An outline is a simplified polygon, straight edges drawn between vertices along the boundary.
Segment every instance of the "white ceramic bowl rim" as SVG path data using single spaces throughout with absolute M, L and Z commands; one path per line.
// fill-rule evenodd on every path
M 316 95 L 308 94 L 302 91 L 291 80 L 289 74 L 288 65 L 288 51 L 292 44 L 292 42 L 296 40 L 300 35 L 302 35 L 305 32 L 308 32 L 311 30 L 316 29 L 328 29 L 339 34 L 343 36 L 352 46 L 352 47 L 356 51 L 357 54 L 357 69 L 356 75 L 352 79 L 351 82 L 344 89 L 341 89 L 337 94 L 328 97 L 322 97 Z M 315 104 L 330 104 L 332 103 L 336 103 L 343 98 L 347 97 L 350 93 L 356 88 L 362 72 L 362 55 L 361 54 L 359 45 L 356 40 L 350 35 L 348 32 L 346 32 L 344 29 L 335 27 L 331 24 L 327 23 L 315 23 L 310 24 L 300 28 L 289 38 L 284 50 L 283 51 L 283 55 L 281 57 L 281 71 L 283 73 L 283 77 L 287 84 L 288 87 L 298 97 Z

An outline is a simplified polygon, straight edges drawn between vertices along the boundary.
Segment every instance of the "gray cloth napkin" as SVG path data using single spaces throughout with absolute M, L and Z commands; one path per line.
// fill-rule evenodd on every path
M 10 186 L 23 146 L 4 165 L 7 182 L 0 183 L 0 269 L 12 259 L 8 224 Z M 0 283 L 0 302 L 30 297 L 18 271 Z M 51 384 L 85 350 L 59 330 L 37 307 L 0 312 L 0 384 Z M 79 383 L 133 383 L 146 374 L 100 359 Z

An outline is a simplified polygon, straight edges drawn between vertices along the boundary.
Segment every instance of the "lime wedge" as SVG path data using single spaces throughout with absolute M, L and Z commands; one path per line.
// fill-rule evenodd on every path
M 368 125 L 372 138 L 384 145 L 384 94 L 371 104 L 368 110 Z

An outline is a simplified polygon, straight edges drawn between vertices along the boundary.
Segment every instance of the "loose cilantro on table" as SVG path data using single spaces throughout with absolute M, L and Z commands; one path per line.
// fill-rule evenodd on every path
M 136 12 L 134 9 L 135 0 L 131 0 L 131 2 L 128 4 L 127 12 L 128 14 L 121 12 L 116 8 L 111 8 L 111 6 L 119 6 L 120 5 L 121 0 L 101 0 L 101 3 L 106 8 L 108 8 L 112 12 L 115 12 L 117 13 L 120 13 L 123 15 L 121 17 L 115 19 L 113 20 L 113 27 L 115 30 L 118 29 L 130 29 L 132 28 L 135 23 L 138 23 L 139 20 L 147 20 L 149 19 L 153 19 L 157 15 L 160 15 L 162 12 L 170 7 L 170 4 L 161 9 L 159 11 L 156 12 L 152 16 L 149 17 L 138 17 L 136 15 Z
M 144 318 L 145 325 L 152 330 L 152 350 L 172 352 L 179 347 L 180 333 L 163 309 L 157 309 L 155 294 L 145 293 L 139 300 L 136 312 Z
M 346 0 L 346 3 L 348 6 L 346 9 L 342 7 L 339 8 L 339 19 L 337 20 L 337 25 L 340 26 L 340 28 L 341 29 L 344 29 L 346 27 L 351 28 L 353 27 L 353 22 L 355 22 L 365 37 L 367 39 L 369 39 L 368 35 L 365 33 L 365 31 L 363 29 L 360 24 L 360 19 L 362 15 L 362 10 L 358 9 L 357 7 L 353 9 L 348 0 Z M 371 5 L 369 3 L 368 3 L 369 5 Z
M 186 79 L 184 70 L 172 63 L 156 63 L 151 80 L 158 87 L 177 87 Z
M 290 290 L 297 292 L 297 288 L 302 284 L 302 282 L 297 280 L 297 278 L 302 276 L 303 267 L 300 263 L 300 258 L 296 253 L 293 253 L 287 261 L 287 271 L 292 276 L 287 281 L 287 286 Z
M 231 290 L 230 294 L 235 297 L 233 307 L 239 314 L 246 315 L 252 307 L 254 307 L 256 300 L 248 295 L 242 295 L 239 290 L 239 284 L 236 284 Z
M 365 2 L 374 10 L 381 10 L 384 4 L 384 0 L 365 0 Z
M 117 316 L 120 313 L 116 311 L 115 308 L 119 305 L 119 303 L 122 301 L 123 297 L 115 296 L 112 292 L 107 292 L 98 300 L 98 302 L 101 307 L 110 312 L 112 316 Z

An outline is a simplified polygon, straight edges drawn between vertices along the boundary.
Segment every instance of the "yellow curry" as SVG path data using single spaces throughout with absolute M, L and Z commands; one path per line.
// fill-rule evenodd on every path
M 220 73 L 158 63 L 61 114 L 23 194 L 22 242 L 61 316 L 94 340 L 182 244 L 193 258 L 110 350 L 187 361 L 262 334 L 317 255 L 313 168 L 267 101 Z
+-------+
• Direction:
Rewrite all of the material above with each "simplified polygon" swapped for "rough polygon", keeping every other character the same.

• Reply to the exercise:
An outline is a rough polygon, straight edges drawn between vertices along the boundary.
Segment every instance of the "white ceramic bowl rim" as SVG path data using single spaces throughout with absolute M, L and Z commands; one path per line.
// fill-rule evenodd on every path
M 316 95 L 308 94 L 302 91 L 291 80 L 289 74 L 288 65 L 288 51 L 292 44 L 292 42 L 296 40 L 300 35 L 302 35 L 305 32 L 308 32 L 311 30 L 316 29 L 328 29 L 339 34 L 343 36 L 352 46 L 352 47 L 356 51 L 357 54 L 357 69 L 356 75 L 352 79 L 351 82 L 344 89 L 341 89 L 337 94 L 328 97 L 322 97 Z M 315 104 L 330 104 L 332 103 L 336 103 L 343 98 L 347 97 L 350 93 L 356 88 L 362 72 L 362 55 L 361 54 L 359 45 L 356 40 L 350 35 L 348 32 L 346 32 L 344 29 L 335 27 L 331 24 L 327 23 L 315 23 L 310 24 L 300 28 L 289 38 L 284 50 L 283 51 L 283 55 L 281 57 L 281 71 L 283 73 L 283 77 L 287 84 L 288 87 L 298 97 Z

An outline is a rough polygon, straight edges drawn between vertices along the boundary.
Segment every instance of the "gray cloth napkin" as SVG path data using single spaces throughout with absolute M, L and Z commands; one path per line.
// fill-rule evenodd on every path
M 10 186 L 23 146 L 4 165 L 7 182 L 0 183 L 0 269 L 12 259 L 8 224 Z M 0 283 L 0 302 L 30 297 L 18 271 Z M 51 384 L 85 350 L 59 330 L 37 307 L 0 312 L 0 384 Z M 79 383 L 133 383 L 146 374 L 100 359 Z

An outline is a rough polygon, straight edges drawn between vertices along the boundary.
Segment every instance of the "lime wedge" as SVG path data using single spaces throughout with absolute M, L and Z commands; one path per line.
// fill-rule evenodd on every path
M 368 125 L 372 138 L 384 145 L 384 94 L 371 104 L 368 110 Z

An outline is a rough polygon, straight edges drawn between vertices along the boundary.
Segment every instance of the "loose cilantro on table" as SVG path data using single spaces throughout with absolute M, L and Z commands; one path per line.
// fill-rule evenodd on every path
M 136 12 L 134 9 L 135 0 L 131 0 L 131 2 L 128 4 L 127 12 L 128 14 L 121 12 L 116 8 L 111 8 L 111 6 L 119 6 L 120 5 L 121 0 L 101 0 L 101 3 L 106 8 L 108 8 L 112 12 L 115 12 L 117 13 L 120 13 L 123 15 L 121 17 L 115 19 L 113 20 L 113 27 L 115 30 L 118 29 L 130 29 L 132 28 L 135 23 L 138 23 L 139 20 L 147 20 L 149 19 L 153 19 L 157 15 L 160 15 L 162 12 L 170 7 L 170 4 L 161 9 L 159 11 L 156 12 L 152 16 L 149 17 L 138 17 L 136 15 Z
M 144 318 L 145 325 L 152 330 L 152 350 L 172 352 L 179 347 L 180 333 L 163 309 L 157 309 L 155 294 L 145 293 L 139 300 L 136 312 Z
M 346 0 L 346 3 L 348 6 L 346 9 L 342 7 L 339 8 L 339 19 L 337 20 L 337 25 L 340 26 L 340 28 L 341 29 L 344 29 L 346 27 L 351 28 L 353 27 L 353 22 L 355 22 L 365 37 L 367 39 L 369 39 L 368 35 L 365 33 L 365 31 L 363 29 L 360 24 L 360 19 L 362 15 L 362 10 L 358 9 L 357 7 L 353 9 L 348 0 Z M 371 5 L 369 3 L 368 3 L 369 5 Z
M 186 79 L 184 70 L 172 63 L 156 63 L 151 80 L 158 87 L 177 87 Z
M 290 290 L 297 292 L 297 288 L 302 284 L 302 282 L 297 280 L 297 278 L 302 276 L 303 267 L 300 263 L 300 258 L 296 253 L 293 253 L 287 261 L 287 271 L 292 276 L 287 281 L 287 286 Z
M 231 290 L 230 294 L 235 297 L 233 307 L 239 314 L 246 315 L 252 307 L 254 307 L 256 300 L 248 295 L 242 295 L 239 290 L 239 284 L 236 284 Z
M 365 2 L 374 10 L 381 10 L 384 4 L 384 0 L 365 0 Z
M 117 316 L 120 313 L 116 311 L 115 308 L 119 305 L 119 303 L 122 301 L 123 297 L 115 296 L 112 292 L 107 292 L 98 300 L 98 302 L 101 307 L 110 312 L 112 316 Z

An outline is a rough polygon, straight edges drawn between vertices along the boundary.
Segment every instance of the "yellow curry" as SVG path data using single spaces throughout with absolute M, L and Z commands; one path per line.
// fill-rule evenodd on every path
M 220 73 L 158 63 L 61 114 L 23 194 L 22 242 L 61 316 L 94 340 L 182 244 L 193 258 L 110 350 L 187 361 L 262 334 L 317 255 L 313 168 L 267 101 Z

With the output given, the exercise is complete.